EXERCISE DIRECTIONS: Go through the data below and copy each line that includes "white".

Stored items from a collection
+++
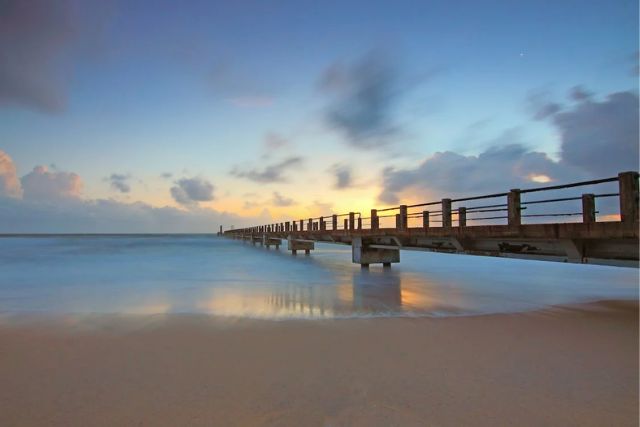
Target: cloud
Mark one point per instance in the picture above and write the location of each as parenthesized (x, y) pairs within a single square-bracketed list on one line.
[(238, 87), (274, 141), (271, 173), (189, 191), (110, 216), (279, 200), (119, 182), (452, 174), (35, 36), (600, 137), (42, 184), (52, 203), (364, 95), (9, 183), (343, 176)]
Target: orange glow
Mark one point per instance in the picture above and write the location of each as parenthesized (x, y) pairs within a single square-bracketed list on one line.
[(539, 178)]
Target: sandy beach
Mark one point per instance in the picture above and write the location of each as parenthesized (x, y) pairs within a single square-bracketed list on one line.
[(565, 366)]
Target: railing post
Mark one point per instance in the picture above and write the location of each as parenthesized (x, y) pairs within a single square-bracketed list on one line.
[(446, 212), (403, 217), (513, 207), (462, 217), (628, 189), (588, 208)]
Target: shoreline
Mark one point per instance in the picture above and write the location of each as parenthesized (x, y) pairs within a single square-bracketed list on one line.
[(566, 365)]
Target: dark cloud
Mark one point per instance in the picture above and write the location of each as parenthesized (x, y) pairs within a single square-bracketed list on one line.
[(452, 174), (42, 184), (280, 200), (364, 95), (540, 106), (119, 182), (600, 137), (579, 93), (35, 37), (271, 173), (190, 191), (343, 176)]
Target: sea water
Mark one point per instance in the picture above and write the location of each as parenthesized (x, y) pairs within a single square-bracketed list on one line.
[(157, 274)]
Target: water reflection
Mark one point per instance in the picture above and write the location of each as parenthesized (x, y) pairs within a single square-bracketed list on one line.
[(196, 274)]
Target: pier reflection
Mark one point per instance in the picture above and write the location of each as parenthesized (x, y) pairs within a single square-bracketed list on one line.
[(355, 293)]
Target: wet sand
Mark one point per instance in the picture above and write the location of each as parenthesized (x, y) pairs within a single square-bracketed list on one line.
[(566, 366)]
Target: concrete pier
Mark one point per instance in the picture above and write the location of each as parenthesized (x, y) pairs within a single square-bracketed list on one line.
[(295, 245), (271, 241), (515, 224), (364, 254)]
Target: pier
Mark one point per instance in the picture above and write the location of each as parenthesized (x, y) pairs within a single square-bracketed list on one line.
[(519, 223)]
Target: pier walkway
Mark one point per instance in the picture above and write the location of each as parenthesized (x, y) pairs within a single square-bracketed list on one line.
[(595, 227)]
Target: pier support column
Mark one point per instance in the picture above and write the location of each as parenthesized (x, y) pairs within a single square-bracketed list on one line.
[(588, 208), (295, 245), (362, 253), (446, 213), (375, 221), (628, 189)]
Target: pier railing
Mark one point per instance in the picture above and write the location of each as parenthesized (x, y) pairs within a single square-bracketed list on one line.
[(513, 208)]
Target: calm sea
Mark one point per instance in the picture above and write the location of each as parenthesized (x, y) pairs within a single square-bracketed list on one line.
[(212, 275)]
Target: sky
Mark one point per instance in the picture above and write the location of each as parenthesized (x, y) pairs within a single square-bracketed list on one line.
[(154, 116)]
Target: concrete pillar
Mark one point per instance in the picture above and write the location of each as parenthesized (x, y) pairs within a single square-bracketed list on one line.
[(513, 207), (362, 253), (299, 245), (628, 189), (446, 212), (375, 221), (462, 217), (403, 217), (588, 208)]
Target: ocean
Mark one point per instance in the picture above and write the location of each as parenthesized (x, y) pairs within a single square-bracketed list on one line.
[(204, 274)]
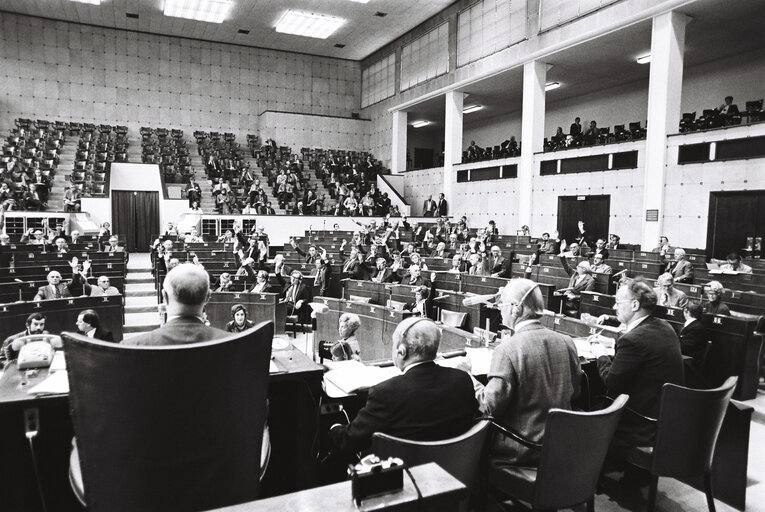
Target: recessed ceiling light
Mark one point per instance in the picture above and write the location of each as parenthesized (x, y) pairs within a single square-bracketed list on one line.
[(472, 108), (308, 24), (212, 11)]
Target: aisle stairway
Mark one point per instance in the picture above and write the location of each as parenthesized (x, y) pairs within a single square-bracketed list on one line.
[(141, 314)]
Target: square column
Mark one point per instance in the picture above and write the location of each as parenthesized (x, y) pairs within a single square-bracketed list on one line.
[(398, 145), (452, 142), (532, 134), (664, 93)]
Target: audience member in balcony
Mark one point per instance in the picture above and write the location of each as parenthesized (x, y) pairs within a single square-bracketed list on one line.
[(599, 266), (680, 268), (734, 264), (666, 293), (193, 191), (592, 133), (32, 200), (715, 306), (72, 199), (728, 108)]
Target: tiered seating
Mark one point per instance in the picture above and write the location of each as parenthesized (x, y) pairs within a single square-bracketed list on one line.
[(31, 145), (97, 148), (168, 149)]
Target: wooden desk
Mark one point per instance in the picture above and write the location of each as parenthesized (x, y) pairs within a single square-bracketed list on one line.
[(293, 396), (440, 492)]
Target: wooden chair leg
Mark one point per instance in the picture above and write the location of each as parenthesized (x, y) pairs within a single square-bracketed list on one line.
[(708, 490), (652, 493)]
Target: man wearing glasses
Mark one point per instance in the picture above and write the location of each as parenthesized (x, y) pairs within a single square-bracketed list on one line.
[(647, 356), (535, 370)]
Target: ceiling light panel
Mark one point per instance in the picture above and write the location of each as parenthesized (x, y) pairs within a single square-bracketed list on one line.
[(211, 11), (308, 24)]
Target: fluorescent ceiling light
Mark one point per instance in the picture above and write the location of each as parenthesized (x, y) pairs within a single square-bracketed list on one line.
[(212, 11), (308, 24), (472, 108)]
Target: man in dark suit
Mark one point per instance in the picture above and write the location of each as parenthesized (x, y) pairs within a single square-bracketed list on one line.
[(647, 356), (89, 324), (442, 207), (427, 403), (185, 291)]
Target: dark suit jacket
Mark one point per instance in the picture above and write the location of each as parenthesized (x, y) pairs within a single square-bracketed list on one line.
[(646, 358), (427, 403), (178, 331), (693, 340)]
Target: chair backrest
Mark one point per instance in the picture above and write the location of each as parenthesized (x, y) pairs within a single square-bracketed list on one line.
[(452, 318), (460, 456), (169, 427), (689, 422), (568, 471)]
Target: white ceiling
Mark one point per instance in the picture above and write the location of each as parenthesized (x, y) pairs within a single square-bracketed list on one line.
[(362, 35)]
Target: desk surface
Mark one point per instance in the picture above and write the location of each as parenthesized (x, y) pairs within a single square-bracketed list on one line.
[(439, 491)]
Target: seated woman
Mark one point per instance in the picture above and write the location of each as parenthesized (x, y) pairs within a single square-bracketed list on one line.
[(347, 347), (239, 322)]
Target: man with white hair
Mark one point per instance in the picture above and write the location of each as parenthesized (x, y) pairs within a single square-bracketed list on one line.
[(427, 403), (532, 372), (680, 268), (186, 290)]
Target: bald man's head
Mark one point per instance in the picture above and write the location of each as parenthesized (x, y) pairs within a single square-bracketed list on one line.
[(415, 340), (187, 285)]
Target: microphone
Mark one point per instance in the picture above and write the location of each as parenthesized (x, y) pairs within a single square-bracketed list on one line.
[(479, 299)]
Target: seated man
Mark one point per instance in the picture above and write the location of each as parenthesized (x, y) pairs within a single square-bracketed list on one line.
[(89, 324), (647, 356), (427, 403), (35, 325), (667, 294), (185, 290), (680, 268), (534, 371), (347, 347), (715, 306)]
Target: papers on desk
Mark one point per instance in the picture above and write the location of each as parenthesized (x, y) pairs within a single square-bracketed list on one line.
[(583, 346), (352, 376), (55, 384)]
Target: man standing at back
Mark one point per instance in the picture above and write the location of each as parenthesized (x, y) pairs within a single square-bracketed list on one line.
[(647, 356), (185, 291), (534, 371)]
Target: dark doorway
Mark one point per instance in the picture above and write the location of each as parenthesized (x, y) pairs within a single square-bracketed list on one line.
[(594, 211), (135, 214), (733, 218), (423, 158)]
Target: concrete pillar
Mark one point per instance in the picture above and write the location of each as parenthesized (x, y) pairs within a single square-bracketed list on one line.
[(532, 135), (664, 94), (452, 141), (398, 145)]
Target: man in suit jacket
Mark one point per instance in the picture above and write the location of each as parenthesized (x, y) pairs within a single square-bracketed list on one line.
[(647, 356), (428, 207), (680, 268), (427, 403), (534, 371), (185, 291), (89, 324), (442, 207)]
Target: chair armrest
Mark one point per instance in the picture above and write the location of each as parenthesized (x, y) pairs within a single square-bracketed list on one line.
[(515, 436), (635, 413)]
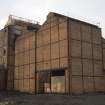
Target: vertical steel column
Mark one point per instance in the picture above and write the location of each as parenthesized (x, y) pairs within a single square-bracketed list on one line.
[(92, 57), (69, 58), (82, 58), (35, 62)]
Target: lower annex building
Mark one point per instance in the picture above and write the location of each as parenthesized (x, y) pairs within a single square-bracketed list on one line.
[(63, 55)]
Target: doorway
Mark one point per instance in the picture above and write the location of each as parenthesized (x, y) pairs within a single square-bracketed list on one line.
[(52, 81)]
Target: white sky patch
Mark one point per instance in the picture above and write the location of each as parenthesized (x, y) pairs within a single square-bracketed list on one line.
[(89, 10), (3, 22)]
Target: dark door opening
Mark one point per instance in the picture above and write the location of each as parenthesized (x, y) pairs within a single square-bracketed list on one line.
[(51, 81)]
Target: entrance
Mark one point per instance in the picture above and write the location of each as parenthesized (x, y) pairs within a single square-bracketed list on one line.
[(51, 81)]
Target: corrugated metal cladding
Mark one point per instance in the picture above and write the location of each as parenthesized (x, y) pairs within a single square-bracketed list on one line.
[(64, 55)]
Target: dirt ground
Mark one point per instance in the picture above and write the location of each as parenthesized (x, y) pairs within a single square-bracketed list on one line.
[(13, 98)]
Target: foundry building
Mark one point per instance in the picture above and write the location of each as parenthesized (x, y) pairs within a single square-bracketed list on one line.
[(63, 55)]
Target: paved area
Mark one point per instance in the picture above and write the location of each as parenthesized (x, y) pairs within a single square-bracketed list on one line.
[(12, 98)]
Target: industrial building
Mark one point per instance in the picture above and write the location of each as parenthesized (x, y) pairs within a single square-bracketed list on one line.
[(63, 55)]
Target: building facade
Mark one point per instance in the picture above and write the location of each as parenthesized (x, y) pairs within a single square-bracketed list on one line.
[(64, 55)]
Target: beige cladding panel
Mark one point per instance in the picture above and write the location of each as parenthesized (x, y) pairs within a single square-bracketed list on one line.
[(16, 85), (96, 33), (16, 73), (86, 33), (104, 55), (32, 85), (55, 63), (75, 48), (39, 53), (63, 30), (32, 56), (54, 50), (32, 70), (88, 84), (77, 85), (26, 85), (46, 52), (86, 50), (63, 62), (75, 30), (39, 38), (63, 48), (26, 71), (99, 84), (87, 67), (46, 65), (46, 36), (54, 34), (97, 52), (76, 66), (32, 41), (40, 66), (98, 69)]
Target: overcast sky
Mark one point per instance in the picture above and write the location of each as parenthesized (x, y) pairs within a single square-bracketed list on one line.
[(92, 11)]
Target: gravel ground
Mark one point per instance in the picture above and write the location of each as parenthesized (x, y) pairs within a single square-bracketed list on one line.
[(13, 98)]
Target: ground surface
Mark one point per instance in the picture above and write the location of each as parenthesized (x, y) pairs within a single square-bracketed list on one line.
[(48, 99)]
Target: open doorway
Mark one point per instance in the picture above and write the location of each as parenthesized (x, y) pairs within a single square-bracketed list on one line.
[(51, 81)]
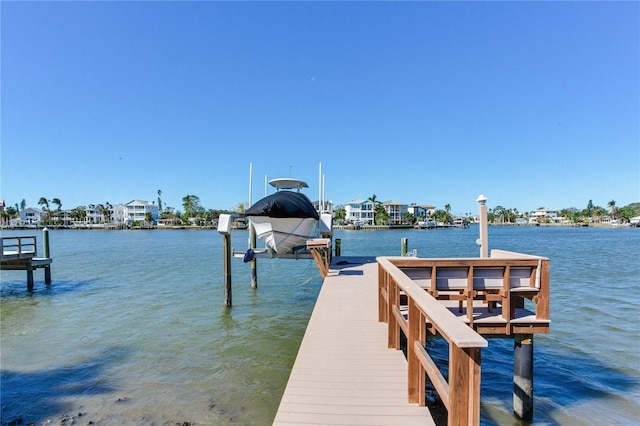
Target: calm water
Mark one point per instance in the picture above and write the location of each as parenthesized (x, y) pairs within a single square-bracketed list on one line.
[(133, 329)]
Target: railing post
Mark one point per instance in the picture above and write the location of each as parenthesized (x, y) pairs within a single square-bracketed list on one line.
[(382, 288), (523, 376), (45, 243), (393, 326), (415, 371), (464, 386)]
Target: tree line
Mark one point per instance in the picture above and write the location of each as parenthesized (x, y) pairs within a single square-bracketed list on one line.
[(194, 213)]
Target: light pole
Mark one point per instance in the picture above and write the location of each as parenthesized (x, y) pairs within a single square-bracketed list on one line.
[(483, 241)]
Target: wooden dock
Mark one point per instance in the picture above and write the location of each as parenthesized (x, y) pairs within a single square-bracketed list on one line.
[(345, 373), (349, 369), (19, 254)]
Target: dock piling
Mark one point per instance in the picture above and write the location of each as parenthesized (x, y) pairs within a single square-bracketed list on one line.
[(523, 376), (224, 228), (254, 261), (47, 255)]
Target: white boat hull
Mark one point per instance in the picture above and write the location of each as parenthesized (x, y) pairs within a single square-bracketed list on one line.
[(283, 235)]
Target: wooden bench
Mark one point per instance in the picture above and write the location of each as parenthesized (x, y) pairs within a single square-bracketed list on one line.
[(480, 286)]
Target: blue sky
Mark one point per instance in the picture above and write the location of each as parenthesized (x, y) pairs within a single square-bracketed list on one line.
[(534, 104)]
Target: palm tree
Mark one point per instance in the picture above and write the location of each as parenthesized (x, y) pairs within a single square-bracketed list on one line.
[(105, 211), (44, 203), (45, 207), (374, 202)]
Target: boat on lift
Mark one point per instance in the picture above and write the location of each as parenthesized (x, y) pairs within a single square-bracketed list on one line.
[(286, 219)]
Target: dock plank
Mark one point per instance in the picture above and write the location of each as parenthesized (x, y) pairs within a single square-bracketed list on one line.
[(344, 373)]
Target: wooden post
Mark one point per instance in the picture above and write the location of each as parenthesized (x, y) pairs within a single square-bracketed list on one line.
[(523, 376), (415, 371), (47, 255), (464, 386), (29, 277), (45, 243), (227, 269), (254, 261), (483, 241), (224, 228)]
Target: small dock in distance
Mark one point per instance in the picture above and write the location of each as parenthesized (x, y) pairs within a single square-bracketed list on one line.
[(344, 372), (20, 254), (347, 371)]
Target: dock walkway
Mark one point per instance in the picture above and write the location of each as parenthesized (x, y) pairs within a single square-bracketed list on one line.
[(344, 372)]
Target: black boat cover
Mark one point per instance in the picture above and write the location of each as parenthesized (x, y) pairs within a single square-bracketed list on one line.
[(284, 204)]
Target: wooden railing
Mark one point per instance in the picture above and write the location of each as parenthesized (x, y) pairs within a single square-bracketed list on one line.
[(14, 248), (461, 393), (488, 297), (481, 285)]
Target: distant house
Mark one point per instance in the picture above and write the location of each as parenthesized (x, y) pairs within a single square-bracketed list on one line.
[(136, 211), (396, 211), (421, 211), (543, 215), (62, 218), (29, 218), (327, 207), (359, 212)]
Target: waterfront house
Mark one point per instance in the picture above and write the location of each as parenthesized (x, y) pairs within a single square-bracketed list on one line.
[(359, 212), (30, 217), (62, 218), (327, 206), (136, 211), (543, 215), (396, 211), (422, 211)]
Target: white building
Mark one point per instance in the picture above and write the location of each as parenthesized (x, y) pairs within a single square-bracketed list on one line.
[(29, 217), (359, 212), (424, 210), (396, 211), (136, 211)]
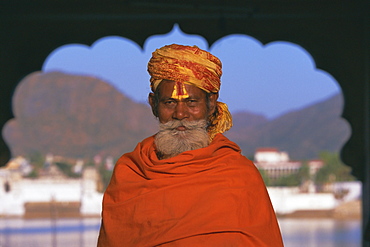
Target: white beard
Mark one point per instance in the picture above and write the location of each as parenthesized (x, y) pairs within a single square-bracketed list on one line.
[(170, 142)]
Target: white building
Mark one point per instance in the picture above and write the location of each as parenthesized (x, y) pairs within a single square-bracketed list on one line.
[(52, 193)]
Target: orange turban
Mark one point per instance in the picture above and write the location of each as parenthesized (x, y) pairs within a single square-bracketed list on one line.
[(194, 66)]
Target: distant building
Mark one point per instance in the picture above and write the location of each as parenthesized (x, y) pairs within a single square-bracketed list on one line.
[(276, 164), (52, 194)]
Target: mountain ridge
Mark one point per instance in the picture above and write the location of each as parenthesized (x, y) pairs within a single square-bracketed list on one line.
[(79, 116)]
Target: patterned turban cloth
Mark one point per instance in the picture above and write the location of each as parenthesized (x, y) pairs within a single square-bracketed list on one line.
[(194, 66)]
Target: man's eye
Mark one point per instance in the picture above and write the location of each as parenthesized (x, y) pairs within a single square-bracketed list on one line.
[(169, 102), (192, 102)]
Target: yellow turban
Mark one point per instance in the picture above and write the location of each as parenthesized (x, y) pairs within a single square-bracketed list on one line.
[(191, 65)]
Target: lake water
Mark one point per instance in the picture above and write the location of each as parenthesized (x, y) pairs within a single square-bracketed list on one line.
[(84, 232)]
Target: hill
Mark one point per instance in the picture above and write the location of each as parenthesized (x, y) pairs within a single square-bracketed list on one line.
[(302, 133), (79, 117), (75, 116)]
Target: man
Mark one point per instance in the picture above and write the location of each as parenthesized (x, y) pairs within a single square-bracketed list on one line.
[(188, 185)]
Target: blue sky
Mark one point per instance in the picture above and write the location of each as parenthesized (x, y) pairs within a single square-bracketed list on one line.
[(269, 79)]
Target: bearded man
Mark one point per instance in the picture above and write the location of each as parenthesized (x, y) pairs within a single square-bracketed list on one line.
[(187, 185)]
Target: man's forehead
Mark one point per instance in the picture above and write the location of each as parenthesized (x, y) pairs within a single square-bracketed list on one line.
[(179, 90)]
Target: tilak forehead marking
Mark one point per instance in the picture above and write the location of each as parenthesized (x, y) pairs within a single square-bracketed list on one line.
[(179, 91)]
+++
RESPONSE AREA:
Target: white ceiling
Target: man with white hair
Target: white sky patch
Target: white boat hull
Target: white building
Target: white beard
Target: white building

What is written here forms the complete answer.